DATA RECORDS -
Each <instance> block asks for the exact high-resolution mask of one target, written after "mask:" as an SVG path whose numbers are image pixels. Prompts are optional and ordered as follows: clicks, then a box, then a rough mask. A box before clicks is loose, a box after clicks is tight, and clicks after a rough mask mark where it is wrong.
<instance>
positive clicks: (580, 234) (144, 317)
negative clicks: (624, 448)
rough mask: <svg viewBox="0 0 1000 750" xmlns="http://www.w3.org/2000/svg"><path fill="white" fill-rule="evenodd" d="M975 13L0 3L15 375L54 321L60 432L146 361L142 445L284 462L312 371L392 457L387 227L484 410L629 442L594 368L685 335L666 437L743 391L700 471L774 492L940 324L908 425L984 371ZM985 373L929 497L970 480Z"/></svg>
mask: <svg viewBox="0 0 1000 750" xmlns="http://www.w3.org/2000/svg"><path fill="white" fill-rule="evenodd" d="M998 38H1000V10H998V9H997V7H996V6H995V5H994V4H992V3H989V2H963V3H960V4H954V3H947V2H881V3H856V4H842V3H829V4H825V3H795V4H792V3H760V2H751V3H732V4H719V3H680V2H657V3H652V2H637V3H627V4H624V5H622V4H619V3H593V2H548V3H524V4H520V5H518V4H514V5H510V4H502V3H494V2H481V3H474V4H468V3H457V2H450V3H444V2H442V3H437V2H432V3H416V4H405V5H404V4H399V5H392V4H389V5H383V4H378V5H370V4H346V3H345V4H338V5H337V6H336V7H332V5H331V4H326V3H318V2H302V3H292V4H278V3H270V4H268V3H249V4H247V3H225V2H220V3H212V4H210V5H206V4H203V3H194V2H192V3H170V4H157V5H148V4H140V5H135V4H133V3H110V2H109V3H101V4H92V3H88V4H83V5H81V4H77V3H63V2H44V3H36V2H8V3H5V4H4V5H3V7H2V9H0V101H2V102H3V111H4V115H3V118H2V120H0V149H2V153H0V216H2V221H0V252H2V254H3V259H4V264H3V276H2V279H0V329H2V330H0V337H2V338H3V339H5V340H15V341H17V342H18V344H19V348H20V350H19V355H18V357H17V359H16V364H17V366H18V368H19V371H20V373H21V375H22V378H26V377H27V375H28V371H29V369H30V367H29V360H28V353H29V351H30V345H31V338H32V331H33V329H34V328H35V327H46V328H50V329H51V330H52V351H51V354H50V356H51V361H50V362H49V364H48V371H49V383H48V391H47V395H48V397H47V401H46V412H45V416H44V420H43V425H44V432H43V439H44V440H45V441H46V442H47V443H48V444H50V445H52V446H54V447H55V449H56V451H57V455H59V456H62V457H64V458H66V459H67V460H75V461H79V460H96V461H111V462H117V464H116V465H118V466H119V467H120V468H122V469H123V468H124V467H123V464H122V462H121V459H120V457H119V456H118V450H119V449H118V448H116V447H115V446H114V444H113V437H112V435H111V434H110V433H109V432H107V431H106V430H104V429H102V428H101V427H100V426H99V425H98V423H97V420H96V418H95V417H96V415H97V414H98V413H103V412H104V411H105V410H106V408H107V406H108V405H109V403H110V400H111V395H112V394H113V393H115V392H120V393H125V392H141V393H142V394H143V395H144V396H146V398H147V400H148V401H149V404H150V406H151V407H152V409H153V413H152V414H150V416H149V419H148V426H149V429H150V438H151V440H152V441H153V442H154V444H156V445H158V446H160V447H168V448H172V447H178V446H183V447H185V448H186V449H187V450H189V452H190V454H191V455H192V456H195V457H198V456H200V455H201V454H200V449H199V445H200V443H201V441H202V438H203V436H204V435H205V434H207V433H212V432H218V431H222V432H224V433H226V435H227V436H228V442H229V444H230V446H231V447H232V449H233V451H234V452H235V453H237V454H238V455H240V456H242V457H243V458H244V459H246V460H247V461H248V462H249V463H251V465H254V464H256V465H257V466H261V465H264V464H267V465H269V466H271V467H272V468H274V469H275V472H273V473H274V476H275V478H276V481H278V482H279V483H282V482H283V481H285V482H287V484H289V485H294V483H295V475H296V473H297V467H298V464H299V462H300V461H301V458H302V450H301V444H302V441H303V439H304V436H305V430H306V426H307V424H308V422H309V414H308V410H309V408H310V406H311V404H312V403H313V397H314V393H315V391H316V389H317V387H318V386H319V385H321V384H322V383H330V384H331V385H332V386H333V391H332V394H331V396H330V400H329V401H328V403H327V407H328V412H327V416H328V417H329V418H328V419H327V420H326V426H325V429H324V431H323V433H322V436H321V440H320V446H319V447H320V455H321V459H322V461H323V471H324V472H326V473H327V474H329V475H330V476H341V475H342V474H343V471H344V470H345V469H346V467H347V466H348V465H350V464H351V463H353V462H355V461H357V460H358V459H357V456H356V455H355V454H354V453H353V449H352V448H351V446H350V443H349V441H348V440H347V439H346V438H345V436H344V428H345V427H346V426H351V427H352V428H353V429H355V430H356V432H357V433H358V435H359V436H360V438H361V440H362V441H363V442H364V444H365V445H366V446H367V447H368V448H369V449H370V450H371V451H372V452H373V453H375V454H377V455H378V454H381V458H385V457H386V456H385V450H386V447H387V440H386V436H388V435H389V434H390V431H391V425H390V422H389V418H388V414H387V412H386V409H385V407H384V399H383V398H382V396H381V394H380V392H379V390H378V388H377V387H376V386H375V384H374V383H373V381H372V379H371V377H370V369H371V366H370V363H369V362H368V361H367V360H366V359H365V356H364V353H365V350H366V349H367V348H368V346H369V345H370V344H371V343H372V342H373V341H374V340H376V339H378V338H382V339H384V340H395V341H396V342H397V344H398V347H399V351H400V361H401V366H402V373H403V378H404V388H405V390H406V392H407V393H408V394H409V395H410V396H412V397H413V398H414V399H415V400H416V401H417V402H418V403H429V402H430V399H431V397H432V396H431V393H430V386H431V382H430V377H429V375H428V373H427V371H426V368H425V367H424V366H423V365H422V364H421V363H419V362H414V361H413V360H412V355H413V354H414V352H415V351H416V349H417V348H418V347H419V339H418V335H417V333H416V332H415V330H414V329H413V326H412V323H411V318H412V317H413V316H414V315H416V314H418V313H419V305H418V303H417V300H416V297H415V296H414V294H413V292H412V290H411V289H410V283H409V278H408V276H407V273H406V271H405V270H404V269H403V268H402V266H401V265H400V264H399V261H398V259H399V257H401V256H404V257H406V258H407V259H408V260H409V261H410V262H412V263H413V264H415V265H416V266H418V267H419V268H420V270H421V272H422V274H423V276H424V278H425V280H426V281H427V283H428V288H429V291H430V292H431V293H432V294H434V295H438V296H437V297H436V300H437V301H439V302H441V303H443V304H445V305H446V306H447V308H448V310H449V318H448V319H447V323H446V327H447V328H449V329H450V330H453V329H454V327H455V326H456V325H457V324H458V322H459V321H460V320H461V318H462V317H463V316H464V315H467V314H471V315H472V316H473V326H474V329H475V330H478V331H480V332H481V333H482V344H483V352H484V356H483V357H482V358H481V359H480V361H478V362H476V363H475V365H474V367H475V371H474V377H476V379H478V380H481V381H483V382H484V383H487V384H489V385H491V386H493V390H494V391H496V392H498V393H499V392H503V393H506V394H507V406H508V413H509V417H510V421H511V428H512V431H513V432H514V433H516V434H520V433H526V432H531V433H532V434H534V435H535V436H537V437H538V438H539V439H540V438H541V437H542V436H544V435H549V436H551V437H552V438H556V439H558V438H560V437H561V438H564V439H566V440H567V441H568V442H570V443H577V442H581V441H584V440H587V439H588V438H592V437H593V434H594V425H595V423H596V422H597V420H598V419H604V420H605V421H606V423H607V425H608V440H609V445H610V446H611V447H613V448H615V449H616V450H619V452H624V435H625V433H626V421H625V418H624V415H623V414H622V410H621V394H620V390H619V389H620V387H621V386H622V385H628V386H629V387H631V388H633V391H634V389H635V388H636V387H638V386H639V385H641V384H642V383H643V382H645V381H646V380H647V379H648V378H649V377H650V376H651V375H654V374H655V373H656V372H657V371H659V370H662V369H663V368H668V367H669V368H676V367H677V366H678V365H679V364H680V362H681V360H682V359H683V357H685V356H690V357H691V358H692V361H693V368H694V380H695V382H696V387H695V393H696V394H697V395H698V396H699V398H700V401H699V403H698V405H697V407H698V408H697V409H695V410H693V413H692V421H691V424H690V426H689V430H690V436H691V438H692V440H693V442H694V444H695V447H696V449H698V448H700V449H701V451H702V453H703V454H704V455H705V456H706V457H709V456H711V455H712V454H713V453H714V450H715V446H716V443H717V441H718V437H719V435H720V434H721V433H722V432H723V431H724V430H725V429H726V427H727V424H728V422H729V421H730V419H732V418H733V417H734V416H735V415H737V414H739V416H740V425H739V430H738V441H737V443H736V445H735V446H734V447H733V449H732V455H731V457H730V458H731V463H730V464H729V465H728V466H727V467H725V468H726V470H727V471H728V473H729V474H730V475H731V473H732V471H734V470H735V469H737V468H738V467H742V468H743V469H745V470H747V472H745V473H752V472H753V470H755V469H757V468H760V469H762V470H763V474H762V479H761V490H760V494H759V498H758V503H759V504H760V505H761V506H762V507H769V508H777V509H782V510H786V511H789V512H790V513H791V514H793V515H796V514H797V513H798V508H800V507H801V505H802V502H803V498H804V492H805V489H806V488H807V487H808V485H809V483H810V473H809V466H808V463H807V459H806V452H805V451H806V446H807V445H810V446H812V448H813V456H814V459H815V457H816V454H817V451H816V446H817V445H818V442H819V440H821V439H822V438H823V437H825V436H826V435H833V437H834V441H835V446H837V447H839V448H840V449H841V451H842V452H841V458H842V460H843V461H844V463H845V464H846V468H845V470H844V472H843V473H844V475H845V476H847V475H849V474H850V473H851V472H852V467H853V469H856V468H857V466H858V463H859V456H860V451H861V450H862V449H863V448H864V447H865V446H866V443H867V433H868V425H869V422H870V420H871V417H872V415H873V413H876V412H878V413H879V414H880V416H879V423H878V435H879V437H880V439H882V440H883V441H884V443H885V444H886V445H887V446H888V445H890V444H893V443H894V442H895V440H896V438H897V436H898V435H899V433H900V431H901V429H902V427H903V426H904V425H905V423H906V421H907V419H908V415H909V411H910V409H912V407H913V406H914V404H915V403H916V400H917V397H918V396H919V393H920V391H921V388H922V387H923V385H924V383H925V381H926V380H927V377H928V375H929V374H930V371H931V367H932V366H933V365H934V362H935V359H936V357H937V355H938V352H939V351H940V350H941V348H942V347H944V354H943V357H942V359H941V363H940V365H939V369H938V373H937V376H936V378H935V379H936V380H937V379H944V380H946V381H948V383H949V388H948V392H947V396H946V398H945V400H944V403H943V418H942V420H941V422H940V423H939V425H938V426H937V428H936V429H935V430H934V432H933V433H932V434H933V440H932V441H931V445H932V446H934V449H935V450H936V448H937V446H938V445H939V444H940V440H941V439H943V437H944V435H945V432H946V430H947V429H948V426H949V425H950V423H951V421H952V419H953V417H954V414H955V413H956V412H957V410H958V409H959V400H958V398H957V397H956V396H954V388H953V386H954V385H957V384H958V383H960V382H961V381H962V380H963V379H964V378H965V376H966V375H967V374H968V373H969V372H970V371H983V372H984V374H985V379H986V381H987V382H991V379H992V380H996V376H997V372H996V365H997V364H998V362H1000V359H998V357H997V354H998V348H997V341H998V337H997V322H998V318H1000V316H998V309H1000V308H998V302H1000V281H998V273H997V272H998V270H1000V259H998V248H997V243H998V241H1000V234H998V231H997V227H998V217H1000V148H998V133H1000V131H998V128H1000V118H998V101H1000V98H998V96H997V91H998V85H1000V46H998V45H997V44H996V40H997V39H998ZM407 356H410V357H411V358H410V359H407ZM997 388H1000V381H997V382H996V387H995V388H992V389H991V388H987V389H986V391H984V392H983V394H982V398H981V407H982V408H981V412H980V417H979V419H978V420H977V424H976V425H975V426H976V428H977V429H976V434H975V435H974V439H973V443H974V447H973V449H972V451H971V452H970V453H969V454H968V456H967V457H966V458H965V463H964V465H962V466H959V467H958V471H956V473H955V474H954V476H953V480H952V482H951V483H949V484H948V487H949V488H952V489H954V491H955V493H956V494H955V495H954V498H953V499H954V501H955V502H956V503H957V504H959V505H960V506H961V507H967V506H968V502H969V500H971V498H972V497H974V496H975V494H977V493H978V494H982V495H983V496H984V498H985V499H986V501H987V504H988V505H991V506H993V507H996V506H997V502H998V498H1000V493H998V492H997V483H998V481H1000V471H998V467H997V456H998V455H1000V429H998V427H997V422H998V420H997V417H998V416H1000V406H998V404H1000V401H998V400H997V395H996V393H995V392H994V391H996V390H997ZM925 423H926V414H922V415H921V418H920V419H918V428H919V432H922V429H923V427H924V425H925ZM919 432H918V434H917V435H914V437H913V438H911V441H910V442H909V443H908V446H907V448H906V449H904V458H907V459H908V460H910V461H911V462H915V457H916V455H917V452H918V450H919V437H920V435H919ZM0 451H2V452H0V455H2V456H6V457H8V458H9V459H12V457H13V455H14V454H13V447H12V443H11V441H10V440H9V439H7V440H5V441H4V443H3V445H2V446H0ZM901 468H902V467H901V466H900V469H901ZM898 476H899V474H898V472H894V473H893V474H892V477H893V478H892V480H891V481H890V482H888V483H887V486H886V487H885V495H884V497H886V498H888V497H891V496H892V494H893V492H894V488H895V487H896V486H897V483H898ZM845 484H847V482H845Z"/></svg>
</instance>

INSTRUCTIONS FOR THE TASK - In the listing above, find the line with "positive clicks: (580, 234) (144, 317)" and the line with "negative clicks: (624, 448)"; output exactly those lines and all lines between them.

WRITTEN ANSWER -
positive clicks: (580, 234) (144, 317)
negative clicks: (624, 448)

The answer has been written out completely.